[Task list]
[1] In the article on portion sizes and overeating, rewrite the passage from "Measures designed to" up to and including "Professor Marteau said.", replacing "energy intake" with "calorie intake".
[2] Continue the article on portion sizes and overeating from the last sentence shown.

[Page text]
--- --- ---

The average size of portions, packages and tableware has increased significantly over the past 50 years, while the proportion of people diagnosed as overweight or obese has mushroomed, the scientists said.

Measures designed to eliminate larger portion sizes from the diet could reduce the average adult’s daily energy intake through food by between 12 and 16 per cent in Britain, according to the study, published in the British Medical Journal.

“We now have compelling evidence that people consistently eat and drink more, often without awareness, when offered larger sizes portions or packages or using larger items of tableware,” Professor Marteau said.

“The size of the effect suggests that eliminating larger-sized portions from the diet completely could reduce energy intake by up to 16 per cent in UK. Informing people about this effect has little or no impact hence the need for policy options that reduce the size, availability and appeal of large portions, packages and tableware,” she said.

A recent study found “the most conclusive evidence to date” that people consume more food or drinks when served or sold in larger sized portions or packets, and yet there is a commercial drive to make portions bigger in order to sell more.

--- --- ---

[Information provided]

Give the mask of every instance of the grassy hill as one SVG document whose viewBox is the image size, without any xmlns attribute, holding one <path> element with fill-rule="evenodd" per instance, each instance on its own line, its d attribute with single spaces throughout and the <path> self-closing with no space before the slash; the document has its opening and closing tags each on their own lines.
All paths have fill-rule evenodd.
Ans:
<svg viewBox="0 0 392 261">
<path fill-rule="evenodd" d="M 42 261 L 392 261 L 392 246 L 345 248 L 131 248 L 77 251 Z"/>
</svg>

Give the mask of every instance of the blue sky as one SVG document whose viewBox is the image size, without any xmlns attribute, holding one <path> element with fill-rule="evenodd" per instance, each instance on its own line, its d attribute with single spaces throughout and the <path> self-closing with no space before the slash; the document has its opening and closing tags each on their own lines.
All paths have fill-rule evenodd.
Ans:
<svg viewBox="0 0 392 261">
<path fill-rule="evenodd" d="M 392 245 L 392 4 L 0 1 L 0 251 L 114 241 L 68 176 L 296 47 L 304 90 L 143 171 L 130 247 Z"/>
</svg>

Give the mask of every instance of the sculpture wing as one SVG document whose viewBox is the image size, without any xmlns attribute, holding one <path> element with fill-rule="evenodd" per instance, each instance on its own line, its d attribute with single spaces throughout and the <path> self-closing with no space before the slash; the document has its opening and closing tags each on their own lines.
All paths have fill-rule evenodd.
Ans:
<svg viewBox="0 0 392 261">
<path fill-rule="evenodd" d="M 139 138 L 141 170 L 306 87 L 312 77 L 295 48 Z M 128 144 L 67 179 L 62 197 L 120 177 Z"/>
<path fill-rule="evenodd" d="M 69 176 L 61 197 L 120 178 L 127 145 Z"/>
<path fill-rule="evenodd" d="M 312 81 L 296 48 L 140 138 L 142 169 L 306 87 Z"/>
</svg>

--- --- ---

[Task-by-task answers]
[1]
Measures designed to eliminate larger portion sizes from the diet could reduce the average adult’s daily calorie intake through food by between 12 and 16 per cent in Britain, according to the study, published in the British Medical Journal.

“We now have compelling evidence that people consistently eat and drink more, often without awareness, when offered larger sizes portions or packages or using larger items of tableware,” Professor Marteau said.

[2]
Voluntary controls or guidelines in the food industry are unlikely to work because the companies who move first are likely to be a competitive disadvantage, which means that regulation would be needed, the scientists said.

“We think that the food industry may find it difficult to act without regulation given ‘first mover disadvantage’,” Professor Marteau said.

Making food servings smaller and using smaller tableware and cutlery, with shallower plates and straight-sided glassware, can all help to restrict over-consumption, the scientists suggested.

“Public acceptability is key for government action. The public are more accepting of government intervention to protect children – which includes preventing obesity,” Professor Marteau said.

“The public is also more accepting of government intervention when they are given information about their effectiveness, and when they see the environment, and not lack of willpower, is a key driver of over consumption,” she said.